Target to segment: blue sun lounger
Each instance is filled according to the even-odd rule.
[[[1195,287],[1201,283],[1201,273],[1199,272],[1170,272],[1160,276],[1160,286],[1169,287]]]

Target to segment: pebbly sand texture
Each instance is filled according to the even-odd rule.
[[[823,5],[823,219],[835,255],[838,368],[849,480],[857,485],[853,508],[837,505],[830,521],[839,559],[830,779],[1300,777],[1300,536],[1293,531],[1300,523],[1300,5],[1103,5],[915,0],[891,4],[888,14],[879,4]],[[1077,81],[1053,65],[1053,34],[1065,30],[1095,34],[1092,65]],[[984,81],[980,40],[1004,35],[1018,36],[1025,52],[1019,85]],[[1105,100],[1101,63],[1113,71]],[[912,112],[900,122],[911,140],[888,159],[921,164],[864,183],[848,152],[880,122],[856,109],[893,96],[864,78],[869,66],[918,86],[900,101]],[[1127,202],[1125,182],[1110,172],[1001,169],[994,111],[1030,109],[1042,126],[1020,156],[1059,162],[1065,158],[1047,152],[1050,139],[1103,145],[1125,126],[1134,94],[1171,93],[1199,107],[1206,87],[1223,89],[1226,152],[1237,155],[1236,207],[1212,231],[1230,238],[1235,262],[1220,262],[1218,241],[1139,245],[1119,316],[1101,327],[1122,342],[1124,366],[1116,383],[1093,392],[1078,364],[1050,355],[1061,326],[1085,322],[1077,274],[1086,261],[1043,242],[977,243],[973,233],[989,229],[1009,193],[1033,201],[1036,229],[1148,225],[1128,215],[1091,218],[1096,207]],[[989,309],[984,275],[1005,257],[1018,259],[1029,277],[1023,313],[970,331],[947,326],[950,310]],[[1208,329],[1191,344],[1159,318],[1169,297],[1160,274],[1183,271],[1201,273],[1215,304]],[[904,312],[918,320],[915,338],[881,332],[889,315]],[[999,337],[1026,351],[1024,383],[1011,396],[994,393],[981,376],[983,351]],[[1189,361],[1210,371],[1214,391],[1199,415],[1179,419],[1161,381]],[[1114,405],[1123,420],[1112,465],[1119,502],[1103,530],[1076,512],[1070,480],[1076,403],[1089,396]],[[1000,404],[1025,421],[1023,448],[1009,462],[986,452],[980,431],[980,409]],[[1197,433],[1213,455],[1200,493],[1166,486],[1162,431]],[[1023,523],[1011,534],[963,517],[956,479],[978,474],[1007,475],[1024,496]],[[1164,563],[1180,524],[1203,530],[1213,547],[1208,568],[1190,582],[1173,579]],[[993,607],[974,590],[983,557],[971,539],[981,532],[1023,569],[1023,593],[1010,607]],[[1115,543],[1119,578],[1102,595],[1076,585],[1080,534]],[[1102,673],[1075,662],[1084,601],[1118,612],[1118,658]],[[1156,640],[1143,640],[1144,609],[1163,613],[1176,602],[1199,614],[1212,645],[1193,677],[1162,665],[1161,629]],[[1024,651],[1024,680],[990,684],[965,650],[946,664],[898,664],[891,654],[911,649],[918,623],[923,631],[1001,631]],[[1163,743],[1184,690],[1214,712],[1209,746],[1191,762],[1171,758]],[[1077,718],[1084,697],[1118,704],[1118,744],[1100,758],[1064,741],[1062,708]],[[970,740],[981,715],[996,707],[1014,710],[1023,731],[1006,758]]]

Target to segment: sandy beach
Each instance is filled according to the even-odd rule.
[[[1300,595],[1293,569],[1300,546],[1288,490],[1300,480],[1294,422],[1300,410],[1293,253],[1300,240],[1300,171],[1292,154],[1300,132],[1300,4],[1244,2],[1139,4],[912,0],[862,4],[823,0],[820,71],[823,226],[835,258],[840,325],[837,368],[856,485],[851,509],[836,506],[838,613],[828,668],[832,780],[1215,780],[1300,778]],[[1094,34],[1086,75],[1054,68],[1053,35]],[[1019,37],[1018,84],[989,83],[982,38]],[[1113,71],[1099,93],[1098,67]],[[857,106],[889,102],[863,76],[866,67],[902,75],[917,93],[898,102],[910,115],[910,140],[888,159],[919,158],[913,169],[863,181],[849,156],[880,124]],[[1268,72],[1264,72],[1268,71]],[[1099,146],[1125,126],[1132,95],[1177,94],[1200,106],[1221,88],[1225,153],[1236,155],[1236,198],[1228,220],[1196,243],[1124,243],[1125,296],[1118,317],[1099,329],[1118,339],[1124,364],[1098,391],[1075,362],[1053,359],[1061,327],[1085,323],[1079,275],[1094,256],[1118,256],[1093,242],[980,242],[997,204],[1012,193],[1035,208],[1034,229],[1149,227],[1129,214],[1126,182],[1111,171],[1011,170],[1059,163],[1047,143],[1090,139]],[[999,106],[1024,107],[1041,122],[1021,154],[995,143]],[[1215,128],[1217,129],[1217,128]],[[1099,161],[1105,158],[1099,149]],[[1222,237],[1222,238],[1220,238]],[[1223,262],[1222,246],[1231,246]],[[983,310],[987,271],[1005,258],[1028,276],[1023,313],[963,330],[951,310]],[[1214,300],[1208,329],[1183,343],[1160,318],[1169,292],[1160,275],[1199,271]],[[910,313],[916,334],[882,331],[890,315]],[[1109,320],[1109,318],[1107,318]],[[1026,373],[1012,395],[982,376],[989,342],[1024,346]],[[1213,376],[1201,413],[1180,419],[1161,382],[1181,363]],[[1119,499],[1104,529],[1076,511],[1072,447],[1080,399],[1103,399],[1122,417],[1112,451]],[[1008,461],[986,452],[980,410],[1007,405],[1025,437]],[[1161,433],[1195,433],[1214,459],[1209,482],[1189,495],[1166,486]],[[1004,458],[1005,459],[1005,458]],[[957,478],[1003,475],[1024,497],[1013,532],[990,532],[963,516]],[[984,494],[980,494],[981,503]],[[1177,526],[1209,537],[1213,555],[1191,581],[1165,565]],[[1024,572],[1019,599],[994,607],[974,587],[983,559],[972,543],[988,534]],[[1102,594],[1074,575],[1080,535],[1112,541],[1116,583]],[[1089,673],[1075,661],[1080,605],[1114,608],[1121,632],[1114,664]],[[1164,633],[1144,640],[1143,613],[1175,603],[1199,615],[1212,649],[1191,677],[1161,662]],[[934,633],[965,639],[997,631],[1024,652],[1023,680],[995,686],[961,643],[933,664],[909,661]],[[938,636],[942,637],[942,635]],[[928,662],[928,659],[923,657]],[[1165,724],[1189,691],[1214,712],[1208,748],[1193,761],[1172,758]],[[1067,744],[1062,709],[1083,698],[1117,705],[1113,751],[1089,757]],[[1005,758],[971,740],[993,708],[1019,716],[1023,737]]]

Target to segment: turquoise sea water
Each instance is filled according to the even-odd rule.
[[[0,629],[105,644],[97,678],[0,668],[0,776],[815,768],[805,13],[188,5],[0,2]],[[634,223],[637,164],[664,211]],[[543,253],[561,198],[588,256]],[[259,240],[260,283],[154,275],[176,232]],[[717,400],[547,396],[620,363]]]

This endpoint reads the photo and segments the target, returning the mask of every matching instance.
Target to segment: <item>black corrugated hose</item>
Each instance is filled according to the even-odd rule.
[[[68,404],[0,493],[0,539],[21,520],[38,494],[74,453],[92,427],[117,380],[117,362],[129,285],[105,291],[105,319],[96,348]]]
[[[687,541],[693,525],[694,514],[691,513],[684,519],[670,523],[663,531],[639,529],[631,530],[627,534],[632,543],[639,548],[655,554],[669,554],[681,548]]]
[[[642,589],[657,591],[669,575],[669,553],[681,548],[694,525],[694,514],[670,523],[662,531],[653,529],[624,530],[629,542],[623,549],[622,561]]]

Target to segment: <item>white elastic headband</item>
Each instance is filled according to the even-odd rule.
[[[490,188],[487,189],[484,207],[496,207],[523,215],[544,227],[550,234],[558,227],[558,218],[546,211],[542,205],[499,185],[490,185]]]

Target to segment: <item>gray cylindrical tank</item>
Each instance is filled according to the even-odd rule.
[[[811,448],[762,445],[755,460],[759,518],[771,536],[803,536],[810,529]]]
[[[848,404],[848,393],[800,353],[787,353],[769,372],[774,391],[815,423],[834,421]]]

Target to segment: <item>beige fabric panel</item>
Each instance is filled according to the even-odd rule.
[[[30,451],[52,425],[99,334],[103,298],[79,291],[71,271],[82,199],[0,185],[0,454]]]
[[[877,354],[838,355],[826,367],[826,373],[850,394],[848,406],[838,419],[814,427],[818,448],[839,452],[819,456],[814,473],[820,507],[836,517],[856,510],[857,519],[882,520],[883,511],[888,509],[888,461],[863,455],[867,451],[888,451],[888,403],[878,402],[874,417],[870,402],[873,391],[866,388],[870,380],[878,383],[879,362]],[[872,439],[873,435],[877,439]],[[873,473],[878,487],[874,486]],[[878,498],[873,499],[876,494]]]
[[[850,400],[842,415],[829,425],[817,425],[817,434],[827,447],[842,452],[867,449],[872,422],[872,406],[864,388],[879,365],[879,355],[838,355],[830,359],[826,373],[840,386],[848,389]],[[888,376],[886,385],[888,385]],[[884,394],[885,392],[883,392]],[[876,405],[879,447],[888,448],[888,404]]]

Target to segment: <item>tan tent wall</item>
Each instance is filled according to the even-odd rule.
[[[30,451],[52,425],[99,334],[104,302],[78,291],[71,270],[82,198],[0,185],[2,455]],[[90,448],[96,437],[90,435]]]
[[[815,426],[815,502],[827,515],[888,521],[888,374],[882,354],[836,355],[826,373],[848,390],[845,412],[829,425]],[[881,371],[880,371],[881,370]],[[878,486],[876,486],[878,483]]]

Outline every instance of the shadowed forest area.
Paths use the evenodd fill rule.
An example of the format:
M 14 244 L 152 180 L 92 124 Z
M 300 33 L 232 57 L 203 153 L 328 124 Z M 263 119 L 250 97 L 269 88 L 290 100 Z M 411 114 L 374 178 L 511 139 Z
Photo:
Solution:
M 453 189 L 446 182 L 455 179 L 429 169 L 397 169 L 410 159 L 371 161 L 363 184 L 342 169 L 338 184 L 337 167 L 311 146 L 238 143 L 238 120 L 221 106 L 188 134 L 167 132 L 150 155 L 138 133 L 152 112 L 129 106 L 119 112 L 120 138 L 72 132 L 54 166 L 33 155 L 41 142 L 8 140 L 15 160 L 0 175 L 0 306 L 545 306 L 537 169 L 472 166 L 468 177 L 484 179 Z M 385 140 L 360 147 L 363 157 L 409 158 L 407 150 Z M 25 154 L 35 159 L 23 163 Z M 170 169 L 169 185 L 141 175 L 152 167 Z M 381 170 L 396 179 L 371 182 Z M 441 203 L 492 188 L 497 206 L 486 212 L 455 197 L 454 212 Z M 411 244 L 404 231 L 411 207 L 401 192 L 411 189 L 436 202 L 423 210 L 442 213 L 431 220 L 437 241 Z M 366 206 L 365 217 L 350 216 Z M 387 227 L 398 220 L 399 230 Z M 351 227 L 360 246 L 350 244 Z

- **EXERCISE AIM**:
Take the first line of the material above as the start and the line that contains "Target to segment: pebbly sand texture" as the end. Output only that span, every line exactly as it stands.

- **TASK RESPONSE**:
Target to segment: blue sun lounger
Each instance is filled according to the even-odd rule.
[[[1195,287],[1201,283],[1201,273],[1199,272],[1170,272],[1160,276],[1160,286],[1169,287]]]

Target to segment: pebbly sand texture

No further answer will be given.